┌──
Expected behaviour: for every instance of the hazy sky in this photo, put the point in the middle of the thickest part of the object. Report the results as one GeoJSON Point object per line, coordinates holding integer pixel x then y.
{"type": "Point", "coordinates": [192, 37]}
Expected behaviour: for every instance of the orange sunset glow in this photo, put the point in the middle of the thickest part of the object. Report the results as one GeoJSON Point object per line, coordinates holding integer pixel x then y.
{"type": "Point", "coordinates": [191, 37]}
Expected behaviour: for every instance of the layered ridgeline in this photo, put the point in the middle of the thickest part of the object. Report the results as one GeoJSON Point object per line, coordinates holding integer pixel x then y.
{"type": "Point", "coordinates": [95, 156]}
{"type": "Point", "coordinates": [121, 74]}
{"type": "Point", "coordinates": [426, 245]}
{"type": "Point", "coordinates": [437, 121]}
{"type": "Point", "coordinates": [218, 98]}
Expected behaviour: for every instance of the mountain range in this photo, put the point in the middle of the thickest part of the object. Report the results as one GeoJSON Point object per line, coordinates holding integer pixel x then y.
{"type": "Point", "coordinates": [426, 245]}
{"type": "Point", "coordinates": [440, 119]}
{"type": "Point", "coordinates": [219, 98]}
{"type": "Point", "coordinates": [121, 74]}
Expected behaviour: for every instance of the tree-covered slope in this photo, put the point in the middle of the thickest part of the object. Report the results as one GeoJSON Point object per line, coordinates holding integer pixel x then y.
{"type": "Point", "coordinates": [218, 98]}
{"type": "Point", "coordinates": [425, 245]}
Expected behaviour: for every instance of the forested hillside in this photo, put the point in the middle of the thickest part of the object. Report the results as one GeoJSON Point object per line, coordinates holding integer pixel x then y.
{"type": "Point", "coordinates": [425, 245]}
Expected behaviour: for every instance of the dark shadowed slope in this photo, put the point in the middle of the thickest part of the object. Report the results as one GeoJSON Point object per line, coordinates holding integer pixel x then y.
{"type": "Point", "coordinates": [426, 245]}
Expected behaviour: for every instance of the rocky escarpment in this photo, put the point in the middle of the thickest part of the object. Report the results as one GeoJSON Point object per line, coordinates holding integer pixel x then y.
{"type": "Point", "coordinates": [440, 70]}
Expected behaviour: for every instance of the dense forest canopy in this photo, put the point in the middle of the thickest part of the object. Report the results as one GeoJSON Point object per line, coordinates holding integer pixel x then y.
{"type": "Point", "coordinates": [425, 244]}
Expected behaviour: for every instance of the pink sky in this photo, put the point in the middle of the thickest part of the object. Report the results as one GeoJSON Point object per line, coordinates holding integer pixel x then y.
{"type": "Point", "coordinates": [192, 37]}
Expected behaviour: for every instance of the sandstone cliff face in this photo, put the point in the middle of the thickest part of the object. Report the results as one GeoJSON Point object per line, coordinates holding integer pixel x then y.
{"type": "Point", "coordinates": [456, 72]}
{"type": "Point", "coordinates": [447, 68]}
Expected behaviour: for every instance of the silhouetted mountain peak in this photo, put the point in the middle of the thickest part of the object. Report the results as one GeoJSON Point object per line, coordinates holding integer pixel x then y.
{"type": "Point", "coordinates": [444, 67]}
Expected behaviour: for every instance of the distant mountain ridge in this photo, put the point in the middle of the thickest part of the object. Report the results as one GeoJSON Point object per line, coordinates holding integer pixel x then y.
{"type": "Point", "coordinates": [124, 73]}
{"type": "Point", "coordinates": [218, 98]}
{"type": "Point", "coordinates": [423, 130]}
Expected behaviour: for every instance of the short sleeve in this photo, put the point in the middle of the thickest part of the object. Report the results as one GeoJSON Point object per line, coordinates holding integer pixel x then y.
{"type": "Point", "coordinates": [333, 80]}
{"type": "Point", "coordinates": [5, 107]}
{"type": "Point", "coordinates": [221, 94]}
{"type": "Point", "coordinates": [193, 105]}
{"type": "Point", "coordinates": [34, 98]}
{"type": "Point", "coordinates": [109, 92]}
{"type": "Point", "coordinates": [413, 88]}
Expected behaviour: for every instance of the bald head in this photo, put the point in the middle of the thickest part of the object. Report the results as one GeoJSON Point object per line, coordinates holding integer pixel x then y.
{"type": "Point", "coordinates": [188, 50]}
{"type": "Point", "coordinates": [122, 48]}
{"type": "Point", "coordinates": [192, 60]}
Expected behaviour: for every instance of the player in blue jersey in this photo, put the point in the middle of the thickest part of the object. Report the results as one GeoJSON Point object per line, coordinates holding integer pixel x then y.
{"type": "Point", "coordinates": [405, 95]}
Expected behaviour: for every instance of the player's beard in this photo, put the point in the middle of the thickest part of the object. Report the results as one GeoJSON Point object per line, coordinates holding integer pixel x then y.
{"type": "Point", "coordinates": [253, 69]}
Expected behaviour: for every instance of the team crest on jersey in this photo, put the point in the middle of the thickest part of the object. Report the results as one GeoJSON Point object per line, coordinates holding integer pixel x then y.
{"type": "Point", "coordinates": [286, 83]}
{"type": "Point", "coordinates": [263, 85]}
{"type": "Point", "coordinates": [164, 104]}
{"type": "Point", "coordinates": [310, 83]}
└──
Directions for this task: Each line of the records should be repeated exactly as it stands.

Finished exercise:
Expected behaviour: for every instance of the hazy sky in this photo, put the point in the middle of the thickest part of the object. Report the results as one GeoJSON Point object per line, coordinates holding integer pixel x then y.
{"type": "Point", "coordinates": [192, 37]}
Expected behaviour: for every instance of the orange sunset glow in this photo, put the point in the middle of the thickest part of the object. Report the results as one GeoJSON Point object per line, coordinates holding integer pixel x then y.
{"type": "Point", "coordinates": [191, 37]}
Expected behaviour: for every instance of the layered ridgeline in this photo, put the point in the middle of the thickest part of the object. Report the results as one GeoJSON Point object per line, coordinates holding integer pixel x then y.
{"type": "Point", "coordinates": [95, 156]}
{"type": "Point", "coordinates": [121, 74]}
{"type": "Point", "coordinates": [426, 245]}
{"type": "Point", "coordinates": [437, 121]}
{"type": "Point", "coordinates": [218, 98]}
Expected behaviour: for every instance of the mountain range in this photo, put the point in the middle of the thickest part of the object. Report the results as one GeoJSON Point object per line, coordinates holding integer pixel x then y.
{"type": "Point", "coordinates": [426, 245]}
{"type": "Point", "coordinates": [440, 119]}
{"type": "Point", "coordinates": [219, 98]}
{"type": "Point", "coordinates": [121, 74]}
Expected behaviour: for every instance of the tree-covered slope in this photo, put the point in the middle of the thickest part of the object. Report the results as one GeoJSON Point object per line, coordinates holding integer pixel x then y.
{"type": "Point", "coordinates": [218, 98]}
{"type": "Point", "coordinates": [425, 245]}
Expected behaviour: for every instance of the forested hillside in this photo, put the point in the middle of the thickest part of the object. Report the results as one GeoJSON Point object per line, coordinates holding integer pixel x then y.
{"type": "Point", "coordinates": [425, 245]}
Expected behaviour: for every instance of the dark shadowed slope in this photo, put the point in the middle of the thickest part of the object. Report the results as one GeoJSON Point object per line, coordinates holding integer pixel x then y.
{"type": "Point", "coordinates": [426, 245]}
Expected behaviour: for every instance of the rocky escarpment in this photo, put the point in the middle of the thickest part of the object. Report the results as one GeoJSON Point object per line, coordinates holding integer pixel x then y.
{"type": "Point", "coordinates": [440, 70]}
Expected behaviour: for every instance of the dense forest canopy in this photo, put the point in the middle of the thickest part of the object. Report the results as one GeoJSON Point object per line, coordinates holding integer pixel x then y.
{"type": "Point", "coordinates": [425, 244]}
Expected behaviour: for every instance of the pink sky in this photo, put the point in the middle of the thickest part of the object. Report the results as one GeoJSON Point object per line, coordinates holding integer pixel x then y.
{"type": "Point", "coordinates": [192, 37]}
Expected behaviour: for every instance of the sandstone cliff face in this photo, put the point in the middle of the thickest part of the object. Report the results as one GeoJSON Point object per line, coordinates holding integer pixel x then y.
{"type": "Point", "coordinates": [456, 72]}
{"type": "Point", "coordinates": [447, 68]}
Expected behaviour: for every instance of the silhouetted mountain peak in this photo, put the point in the middle of the thickest part of the object. Report the results as one GeoJSON Point object per line, coordinates holding integer pixel x then y.
{"type": "Point", "coordinates": [444, 67]}
Expected behaviour: for every instance of the distant mountain ridge in this photo, put the point in the middle of the thickest part of the object. Report the results as one GeoJSON Point object per line, coordinates holding integer pixel x then y.
{"type": "Point", "coordinates": [124, 73]}
{"type": "Point", "coordinates": [218, 98]}
{"type": "Point", "coordinates": [423, 130]}
Expected behaviour: for every instance of the short sleeve in this photo, put the point in the middle of the thickest part of the object. Report the results as one GeoJSON Point object per line, coordinates holding integer pixel x then y.
{"type": "Point", "coordinates": [333, 80]}
{"type": "Point", "coordinates": [5, 107]}
{"type": "Point", "coordinates": [221, 94]}
{"type": "Point", "coordinates": [193, 105]}
{"type": "Point", "coordinates": [34, 98]}
{"type": "Point", "coordinates": [109, 92]}
{"type": "Point", "coordinates": [413, 88]}
Expected behaviour: for every instance of the bald head in this photo, put the point in the middle of the thickest part of the object. Report the results as one GeoJSON Point object per line, coordinates holding integer pixel x then y.
{"type": "Point", "coordinates": [188, 50]}
{"type": "Point", "coordinates": [122, 48]}
{"type": "Point", "coordinates": [192, 60]}
Expected behaviour: for every instance of the player in blue jersey in this photo, put the point in the middle of the thickest part of the object. Report the results as one GeoJSON Point object per line, coordinates holding integer pixel x then y.
{"type": "Point", "coordinates": [405, 95]}
Expected behaviour: for every instance of the player's beard in this photo, put the point in the middle of the thickest part of the object. Report the results as one GeoJSON Point object per line, coordinates holding integer pixel x then y.
{"type": "Point", "coordinates": [253, 69]}
Expected behaviour: for every instance of the team crest on jersey in this photo, put the point in the middle of the thickest part of the object. Report the results as one GeoJSON Point object per line, coordinates holding integer pixel x then y.
{"type": "Point", "coordinates": [286, 83]}
{"type": "Point", "coordinates": [263, 85]}
{"type": "Point", "coordinates": [164, 104]}
{"type": "Point", "coordinates": [310, 83]}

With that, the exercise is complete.